## Study text
========================================================================

They’re back! The Brooklyn, US band fronted by the brilliant James Murphy, who re-grouped in beginning 2016 finally gift us with their 4th studio album, a long awaited 7 year since ‘This Is Happening’. Headlining Coachella, Lollapalooza and more festivals along the way last year, we’ve had to wait a bit longer than what was planned for ‘American Dream’ which was originally set for 2016, however the band as well as Murphy continuously kept fans updated and took time from their tour to finish it off.
Describing this as the best he’s felt about an LCD LP ever, the dance-punk/rock/electronic art band has blown up since its debut “Losing My Edge” in 2002. People’s attachment to Murphy started to grow, his microphone and distinctive voice followed by a great arrangement of musicians that have mixed genres like no one before. It’s been quite the ride for Murphy since the band split after it’s goodbye show in 2011 at Madison Square Garden in NYC. Since then he’s been involved in various projects, from producing, directing to opening a wine bar, he’s built up a lot to say especially since the death of his idols such as Bowie and Cohen, the US election and fans’ response to recent LCD news. ‘American Dream’ starts with “Oh Baby”, a tribute to Suicide’s “Dream Baby Dream”, a song filled with synths dancing around Murphy’s voice, reaching a climax before calming itself to its texture filled goodness.
One of my favorite track of the album, “Other Voices” touches on the anxiety of time passing by and the change in our lives, discussing the feelings of being young, naïve and new to the world. Whilst some lines seem to directly refer to the 2016 election, its aftermath and shit-show, another theme explored is how people with different viewpoints cannot come together, only shutting each other down. The baseline is the spine of the song, mixed with different percussions that follow a rolling rhythm, synths and Nancy kicking ass to bring this song to new depths. The song finishes on a line that Bowie once told Murphy on whether he should get LCD back together, Bowie asking “Does it make you uncomfortable?”, Murphy answered “Yeah” – “Good – it should. You should be uncomfortable” replied Bowie.

========================================================================

## Records provided
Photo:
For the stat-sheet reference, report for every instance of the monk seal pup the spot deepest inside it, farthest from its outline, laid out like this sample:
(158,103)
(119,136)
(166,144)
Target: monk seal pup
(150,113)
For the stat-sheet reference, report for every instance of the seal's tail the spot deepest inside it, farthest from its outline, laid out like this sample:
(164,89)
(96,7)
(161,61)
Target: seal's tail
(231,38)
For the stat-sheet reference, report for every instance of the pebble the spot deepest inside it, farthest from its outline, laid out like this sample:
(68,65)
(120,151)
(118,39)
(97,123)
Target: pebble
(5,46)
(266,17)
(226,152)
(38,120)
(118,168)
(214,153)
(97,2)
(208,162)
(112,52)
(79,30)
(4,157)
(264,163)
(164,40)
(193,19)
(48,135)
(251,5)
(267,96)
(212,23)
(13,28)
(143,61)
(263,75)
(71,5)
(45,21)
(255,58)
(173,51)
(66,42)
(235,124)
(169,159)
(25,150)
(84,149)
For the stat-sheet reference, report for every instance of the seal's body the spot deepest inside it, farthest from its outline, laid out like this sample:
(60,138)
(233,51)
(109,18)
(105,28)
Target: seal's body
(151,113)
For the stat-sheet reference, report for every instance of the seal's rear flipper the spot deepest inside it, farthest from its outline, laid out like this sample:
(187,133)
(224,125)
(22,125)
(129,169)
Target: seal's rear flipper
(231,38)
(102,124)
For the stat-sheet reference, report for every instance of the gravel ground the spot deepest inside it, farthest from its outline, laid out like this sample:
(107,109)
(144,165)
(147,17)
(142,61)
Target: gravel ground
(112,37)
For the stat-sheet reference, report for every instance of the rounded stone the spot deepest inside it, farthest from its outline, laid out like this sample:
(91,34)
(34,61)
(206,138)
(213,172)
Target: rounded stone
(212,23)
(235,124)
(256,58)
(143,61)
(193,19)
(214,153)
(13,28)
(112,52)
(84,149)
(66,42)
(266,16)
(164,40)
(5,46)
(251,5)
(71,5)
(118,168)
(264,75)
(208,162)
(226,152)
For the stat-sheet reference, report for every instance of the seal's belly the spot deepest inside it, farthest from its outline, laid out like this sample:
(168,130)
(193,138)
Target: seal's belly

========================================================================

## Questions on the material
**A)** Copy the album review from "They’re back! The" to "finish it off.".
**B)** Using the album review, decide whether each statement agrees with it. Answer yes or no for each and quote the words that decide it. (i) The album was first planned for release in 2016. (ii) The band's goodbye show in 2011 took place at Coachella. (iii) "Oh Baby" is the first track on the album.
**C)** Resume the album review from its last sentence and keep writing.

## Outputs by task
**A)**
They’re back! The Brooklyn, US band fronted by the brilliant James Murphy, who re-grouped in beginning 2016 finally gift us with their 4th studio album, a long awaited 7 year since ‘This Is Happening’. Headlining Coachella, Lollapalooza and more festivals along the way last year, we’ve had to wait a bit longer than what was planned for ‘American Dream’ which was originally set for 2016, however the band as well as Murphy continuously kept fans updated and took time from their tour to finish it off.

**B)**
(i) Yes: "which was originally set for 2016".
(ii) No: "in 2011 at Madison Square Garden in NYC".
(iii) Yes: "‘American Dream’ starts with “Oh Baby”".

**C)**
“I Used To” talks an ending relationship, I love the energy and space this song fills up with the base and synths again working together with a gritty guitar passage at the end, before beautifully closing another great track. “Change Yr Mind” looks at how Murphy reacted throughout the event of LCD breaking up back in 2010, feeling like maybe he was too old to perform, with nothing left to say and his general depression with fans which we’ve seen he greatly cares about.
“How Do You Sleep?” is a close to 10-minutes, centre-piece of the album, wild trip calculated in its build with menacing percussions and bass synth before coming together in what is a monstrous tune. The story of this song takes aim at former co-founder of his label DFA, Tim Goldsworthy, which ditched the project alongside many other problems, resulting in what is a gob-smacking response to his actions, taunting and swiping but without ever losing control of what he intends to say.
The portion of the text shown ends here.